Durante il lockdown, gli adolescenti sono stati i più trascurati. Isolati, privati della scuola e delle relazioni, hanno pagato un prezzo altissimo in termini emotivi e psicologici. Abbiamo legato loro le ali proprio mentre imparavano a volare. Ora ci chiedono: chi ci restituirà ciò che abbiamo perso?
Adolescenti ristretti: danni profondi e domande inevase
Fiorello ha pianto parlando della figlia, chiusa in casa in una delle età più belle e decisive della vita. Anch’io ho pianto. Mamma di un quattordicenne coetaneo, ho visto con i miei occhi l’isolamento trasformarsi in condanna. Una pena silenziosa, senza possibilità di appello, con effetti che nessuno – ancora oggi – si prende la responsabilità di affrontare. Né la scuola, né le istituzioni, né chi dovrebbe tutelare la salute mentale delle nuove generazioni.
Gli effetti della prigionia sono evidenti. Lo dicono i pochi studi seri, lo raccontano i reparti psichiatrici pediatrici, dove i ricoveri per crisi psicologiche sono aumentati, a volte drasticamente, insieme ai casi di autolesionismo, ansia, depressione.
Eppure, in alcune regioni si è continuato a chiudere le scuole da un giorno all’altro. Senza preavviso, senza pensare ai genitori lavoratori. Ma, soprattutto, senza pensare a loro: i ragazzi. Gli adulti di domani, che non riescono più nemmeno a immaginarlo, un futuro.
In Lombardia, dove vivo, i liceali si alternavano a singhiozzo. Un giorno sì, uno no. Una settimana sì, una no. Poi, il giovedì sera, arriva l’ordine di chiusura per il venerdì. Per chi prende decisioni dall’alto, è solo un giorno in meno. Per un ragazzo del 2021, è un giorno in meno d’aria. Il sabato avrebbe cambiato qualcosa per il virus? Forse no. Per loro, sì.
Abbiamo modificato le aule, allargato i banchi, tenuto le finestre aperte d’inverno, costretto a indossare mascherine per ore. Poi, quando finalmente ritrovano la scuola, li rimandiamo a casa. Di nuovo DAD. Di nuovo solitudine. Ma la scuola non è solo nozioni. È corpo, relazione, contatto, scoperta. Lo snodo tra medie e superiori è una tappa fondamentale dell’evoluzione umana. Il coetaneo, amico o rivale che sia, è lo specchio necessario per conoscersi. Non è un vezzo. È una necessità biologica e psichica.
I nostri ragazzi sono passati dalla DAD della terza media a un esame a distanza, fino a salutare i compagni in chat. Poi, la prima liceo, in cui non conoscono neppure i volti dei nuovi professori. Solo occhi stanchi, a volte arrabbiati. Chi elogia la DAD ha mai ascoltato davvero un figlio? Ha mai sentito il pianto sordo della sua anima?

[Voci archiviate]
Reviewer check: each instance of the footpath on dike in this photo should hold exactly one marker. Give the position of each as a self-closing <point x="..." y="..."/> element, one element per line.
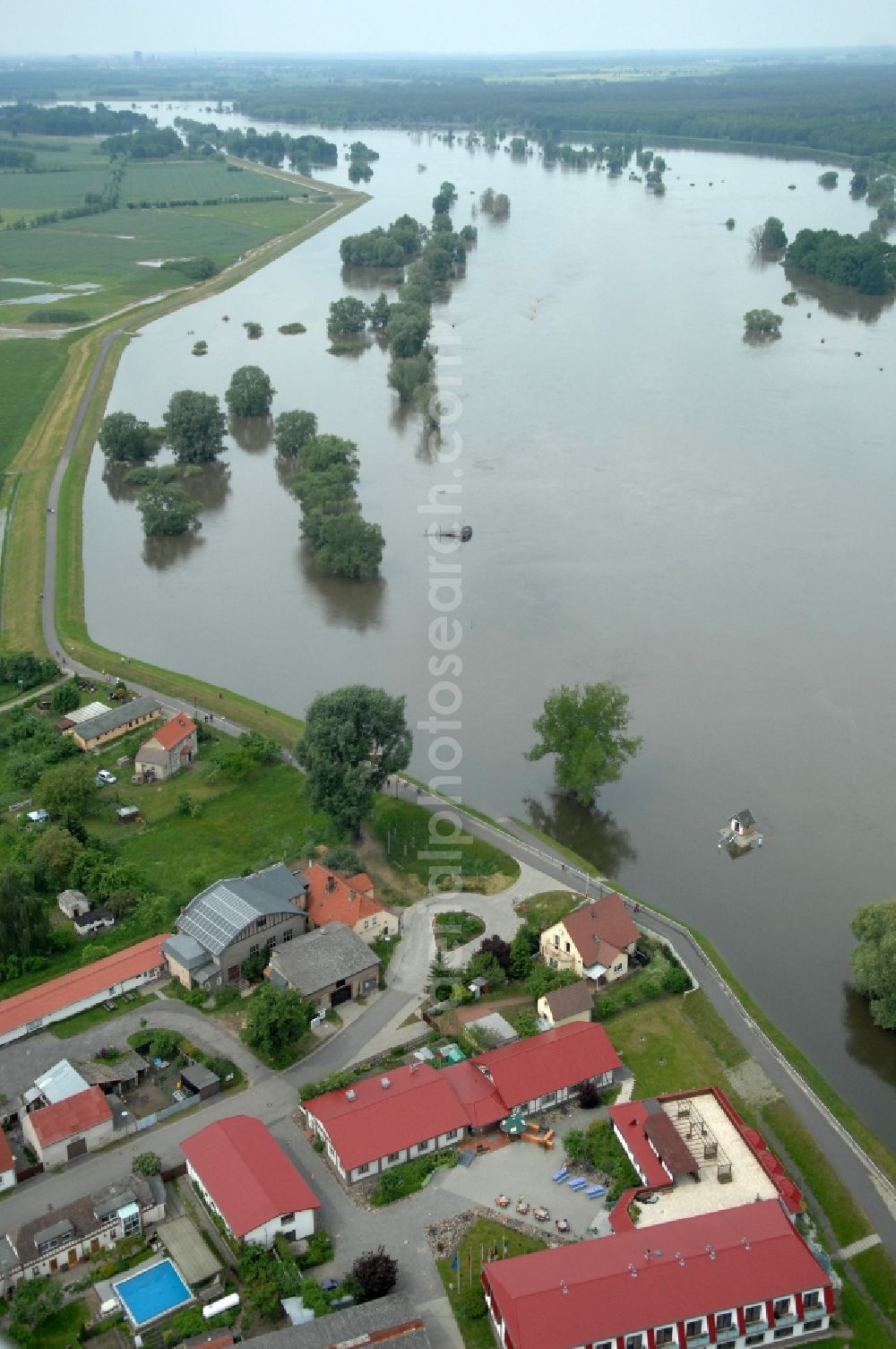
<point x="275" y="1097"/>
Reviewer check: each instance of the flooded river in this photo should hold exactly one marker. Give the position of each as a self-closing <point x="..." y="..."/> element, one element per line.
<point x="653" y="502"/>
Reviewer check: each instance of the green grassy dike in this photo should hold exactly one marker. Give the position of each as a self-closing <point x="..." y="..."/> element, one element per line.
<point x="37" y="462"/>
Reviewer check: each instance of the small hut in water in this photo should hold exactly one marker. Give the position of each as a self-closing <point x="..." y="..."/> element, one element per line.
<point x="741" y="833"/>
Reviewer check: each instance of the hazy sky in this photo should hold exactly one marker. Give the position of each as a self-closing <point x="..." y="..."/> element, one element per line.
<point x="502" y="26"/>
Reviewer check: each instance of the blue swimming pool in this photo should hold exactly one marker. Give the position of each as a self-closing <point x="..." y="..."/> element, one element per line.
<point x="152" y="1293"/>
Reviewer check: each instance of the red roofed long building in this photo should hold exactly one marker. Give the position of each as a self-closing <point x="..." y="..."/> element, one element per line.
<point x="82" y="1122"/>
<point x="80" y="989"/>
<point x="248" y="1180"/>
<point x="169" y="749"/>
<point x="594" y="940"/>
<point x="335" y="899"/>
<point x="378" y="1122"/>
<point x="738" y="1277"/>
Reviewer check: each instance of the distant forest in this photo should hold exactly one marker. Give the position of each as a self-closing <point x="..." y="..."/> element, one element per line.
<point x="845" y="107"/>
<point x="850" y="109"/>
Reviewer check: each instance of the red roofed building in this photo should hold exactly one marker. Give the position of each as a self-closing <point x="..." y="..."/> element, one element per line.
<point x="82" y="988"/>
<point x="7" y="1164"/>
<point x="381" y="1121"/>
<point x="595" y="940"/>
<point x="335" y="899"/>
<point x="248" y="1180"/>
<point x="82" y="1122"/>
<point x="169" y="749"/>
<point x="743" y="1276"/>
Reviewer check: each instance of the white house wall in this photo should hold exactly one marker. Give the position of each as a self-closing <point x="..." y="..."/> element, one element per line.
<point x="82" y="1004"/>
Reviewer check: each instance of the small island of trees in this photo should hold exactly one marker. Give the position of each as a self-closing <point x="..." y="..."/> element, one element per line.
<point x="250" y="393"/>
<point x="762" y="324"/>
<point x="343" y="542"/>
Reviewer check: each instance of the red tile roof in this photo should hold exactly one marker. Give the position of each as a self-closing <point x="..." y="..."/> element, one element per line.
<point x="82" y="983"/>
<point x="247" y="1174"/>
<point x="546" y="1062"/>
<point x="629" y="1120"/>
<point x="344" y="903"/>
<point x="605" y="921"/>
<point x="598" y="1290"/>
<point x="418" y="1103"/>
<point x="170" y="735"/>
<point x="76" y="1114"/>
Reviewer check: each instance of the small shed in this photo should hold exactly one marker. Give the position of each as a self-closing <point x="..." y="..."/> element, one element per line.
<point x="93" y="921"/>
<point x="200" y="1081"/>
<point x="73" y="903"/>
<point x="743" y="823"/>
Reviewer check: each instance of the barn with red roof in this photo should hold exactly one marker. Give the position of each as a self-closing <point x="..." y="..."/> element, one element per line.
<point x="80" y="989"/>
<point x="247" y="1180"/>
<point x="82" y="1122"/>
<point x="378" y="1122"/>
<point x="740" y="1276"/>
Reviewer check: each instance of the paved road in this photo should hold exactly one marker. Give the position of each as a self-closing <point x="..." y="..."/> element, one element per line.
<point x="274" y="1100"/>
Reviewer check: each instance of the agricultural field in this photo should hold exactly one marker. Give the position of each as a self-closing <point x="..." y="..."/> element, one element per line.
<point x="109" y="251"/>
<point x="32" y="368"/>
<point x="180" y="179"/>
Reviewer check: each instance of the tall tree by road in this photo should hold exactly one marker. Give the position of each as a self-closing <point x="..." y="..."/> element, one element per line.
<point x="874" y="959"/>
<point x="354" y="738"/>
<point x="586" y="729"/>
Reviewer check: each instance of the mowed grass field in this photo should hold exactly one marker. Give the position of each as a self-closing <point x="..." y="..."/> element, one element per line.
<point x="108" y="250"/>
<point x="180" y="179"/>
<point x="31" y="368"/>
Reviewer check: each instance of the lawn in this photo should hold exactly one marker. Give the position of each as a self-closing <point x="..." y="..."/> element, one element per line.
<point x="483" y="1240"/>
<point x="250" y="825"/>
<point x="107" y="250"/>
<point x="661" y="1047"/>
<point x="96" y="1016"/>
<point x="543" y="911"/>
<point x="61" y="1329"/>
<point x="405" y="830"/>
<point x="31" y="368"/>
<point x="180" y="179"/>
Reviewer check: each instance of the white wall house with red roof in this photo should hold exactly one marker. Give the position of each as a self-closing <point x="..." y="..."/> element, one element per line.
<point x="594" y="940"/>
<point x="82" y="1122"/>
<point x="247" y="1180"/>
<point x="82" y="989"/>
<point x="738" y="1279"/>
<point x="7" y="1164"/>
<point x="169" y="749"/>
<point x="382" y="1121"/>
<point x="338" y="899"/>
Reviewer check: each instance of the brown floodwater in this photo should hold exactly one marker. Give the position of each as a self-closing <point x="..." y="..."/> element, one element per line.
<point x="653" y="501"/>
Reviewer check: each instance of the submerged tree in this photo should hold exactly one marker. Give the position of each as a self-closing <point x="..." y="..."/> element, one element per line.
<point x="250" y="393"/>
<point x="125" y="438"/>
<point x="874" y="959"/>
<point x="762" y="323"/>
<point x="166" y="510"/>
<point x="194" y="427"/>
<point x="293" y="430"/>
<point x="586" y="729"/>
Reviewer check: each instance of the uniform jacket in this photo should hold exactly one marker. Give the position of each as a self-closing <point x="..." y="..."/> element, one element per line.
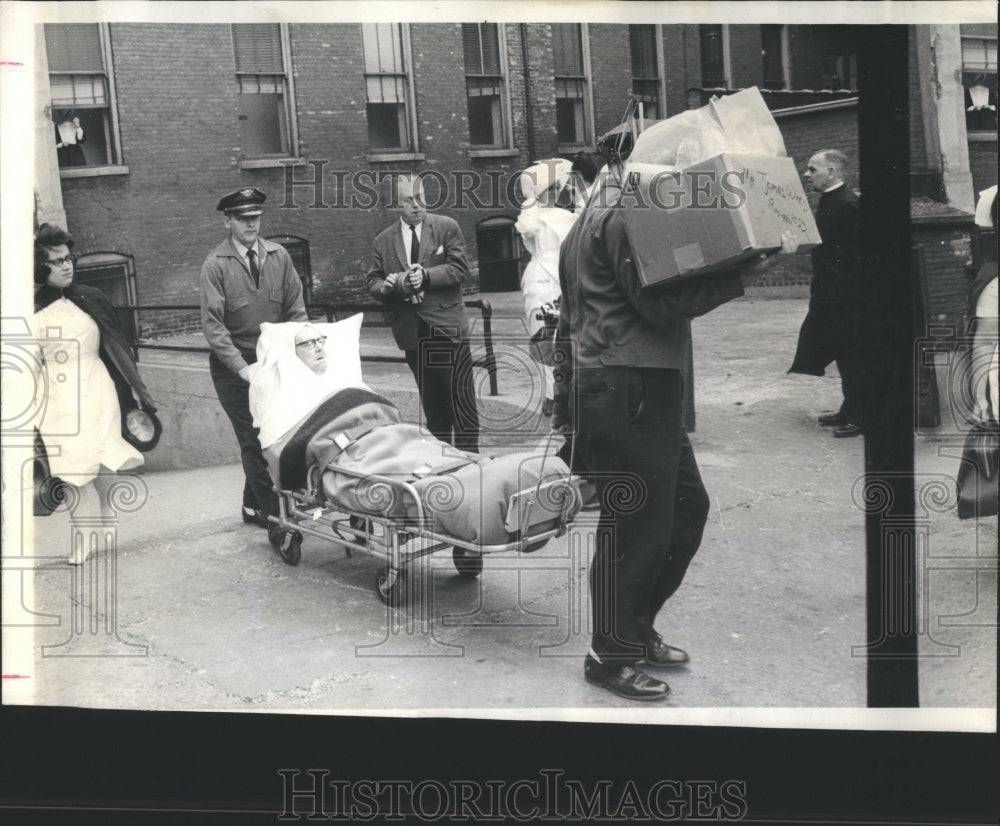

ISTRUZIONI DI LAVORO
- A) In base all'articolo sugli adolescenti nel lockdown, rispondi brevemente:
(i) In quale regione vive chi scrive?
(ii) Quanti anni ha il figlio di chi scrive?
(iii) In quale momento arriva l'ordine di chiusura per il venerdì?
- B) Trascrivi fedelmente un passo dell'articolo sugli adolescenti nel lockdown: comincia dalle parole "Gli effetti della" e fermati dopo le parole "autolesionismo, ansia, depressione.".
- C) Prosegui l'articolo sugli adolescenti nel lockdown a partire dal punto in cui si interrompe.

RISPOSTE ALLE CONSEGNE
- A)
(i) In Lombardia.
(ii) Quattordici anni.
(iii) Il giovedì sera.

- B)
Gli effetti della prigionia sono evidenti. Lo dicono i pochi studi seri, lo raccontano i reparti psichiatrici pediatrici, dove i ricoveri per crisi psicologiche sono aumentati, a volte drasticamente, insieme ai casi di autolesionismo, ansia, depressione.

- C)
Ritengo la DAD un “Dispositivo Altamente Degenerativo”. Perché lo è. L’apprendimento può anche essere recuperato, ma la crescita relazionale, emotiva e umana no. Quella si costruisce nella carne viva dell’incontro, non attraverso schermi freddi.
In una fase evolutiva irripetibile, in cui iniziano a spiccare il volo, abbiamo legato loro le ali. Il rischio è che, una volta sciolti i nodi, non sappiano più volare. Troppo tempo è passato. Troppi silenzi. Troppa paura inoculata. Troppa indifferenza adulta. E non solo paura del virus. Ma anche paura degli adulti stessi, che li hanno guardati come potenziali untori o problemi da contenere. Hanno imparato a non fidarsi delle istituzioni. Hanno imparato a sentirsi invisibili.
Recupereranno mai un anno di vita interiore interrotto?
Chi restituirà loro la possibilità di crescere nel contatto, nell’errore condiviso, nello sguardo dell’altro? Nessuno sembra domandarselo davvero. E la scuola? Come può continuare a far finta che nulla sia accaduto? Programmi identici, interrogazioni a raffica, 3, 4, 5 assegnati come se fossero macchine. Come possono ragazzi fragili, demotivati, arrabbiati, tristi, reggere una didattica che non ha saputo evolversi?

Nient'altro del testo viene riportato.